Grizzlies in the contiguous U.S. nearly succumbed to the murderous attitudes of European settlers in a startlingly brief 50-year period between 1870 and 1920. Small populations hung on in ecosystems centered on Yellowstone and Glacier National Parks as well as in northern Idaho and far northwestern Montana.

Hard-fought implementation of the Endangered Species Act since the mid-1970s has rescued grizzly bear populations in the Yellowstone and Northern Continental Divide Ecosystems from their perilous state, although encounters with hunters, poachers, and conflicts with humans over livestock and garbage remain a source of worrisome mortality. Loss of key foods is also a threat.

Tragically, populations in the Selkirk Mountains and Cabinet-Yaak region barely survive due to loss of secure habitat and the toll taken by poachers. A Recovery Area centered on north-central Idaho has only a handful of bears.

I grew up in the Black Hills of South Dakota, not too far from where the last grizzlies in the region were killed. Coyotes and white-tailed deer were our largest surviving native mammals. Later during my career as a wildlife researcher I was able to draw inspiration from the rescue of our surviving critically-imperiled grizzly bear populations.

__Record extracts__
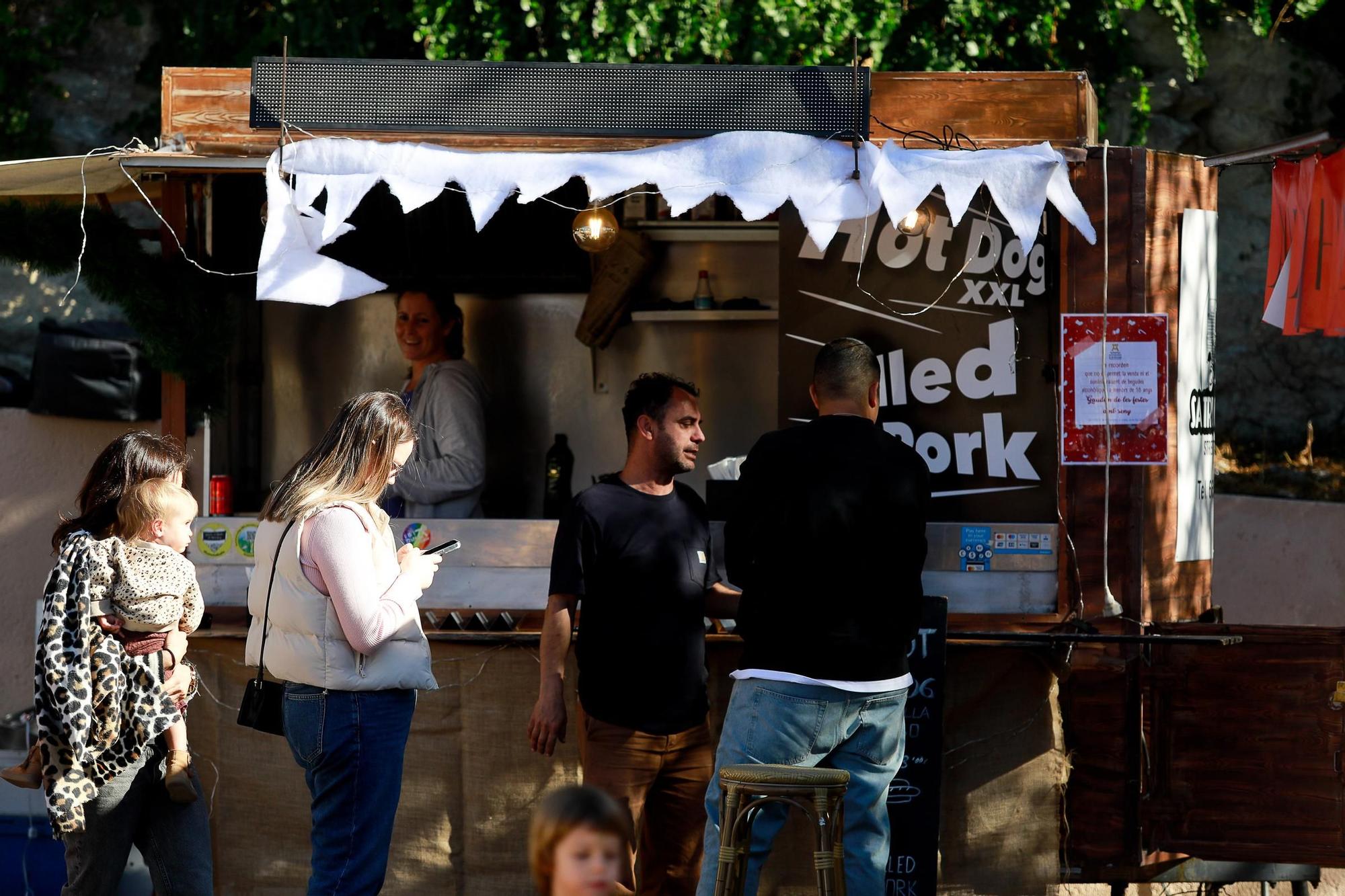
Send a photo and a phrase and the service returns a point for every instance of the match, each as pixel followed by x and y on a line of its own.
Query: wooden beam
pixel 210 110
pixel 174 415
pixel 174 400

__Work order 1__
Answer these about the grizzly bear passage:
(a) Over what span of years did grizzlies in the contiguous U.S. nearly die out?
(b) What two causes are keeping the populations in the Selkirk Mountains and Cabinet-Yaak region barely alive?
(c) What were the largest surviving native mammals in the Black Hills when the narrator was growing up there?
__Work order 2__
Write the next part of the grizzly bear passage, starting after its final sentence.
The items have nothing to do with the grizzly bear passage.

__Exercise output 1__
(a) 1870 to 1920.
(b) Loss of secure habitat and poachers.
(c) Coyotes and white-tailed deer.

__Exercise output 2__
My field studies also allowed me to experience the magic of grizzly bears through numerous close encounters—a magic that millions of visitors to Yellowstone, Grand Teton, and Glacier National Parks have experienced from afar. We are rediscovering what indigenous people have known for a long time: that grizzlies are a source of powerful medicine.

The management regime being developed by state managers and politicians seems to dismiss this inspiring connection between humans and bears out of hand—in addition to being anything but precautionary.

Now is not the time to remove federal Endangered Species Act protections for grizzlies. Their populations are too small, fragmented, and subject to deteriorating environmental conditions. More important, politicians in the northern Rockies promise imprudent and vengeful management.

If anything, we should be redoubling our commitment to restoring and protecting grizzly bears. The bears, as well as the multitudes of people throughout our country who cherish them, deserve no less.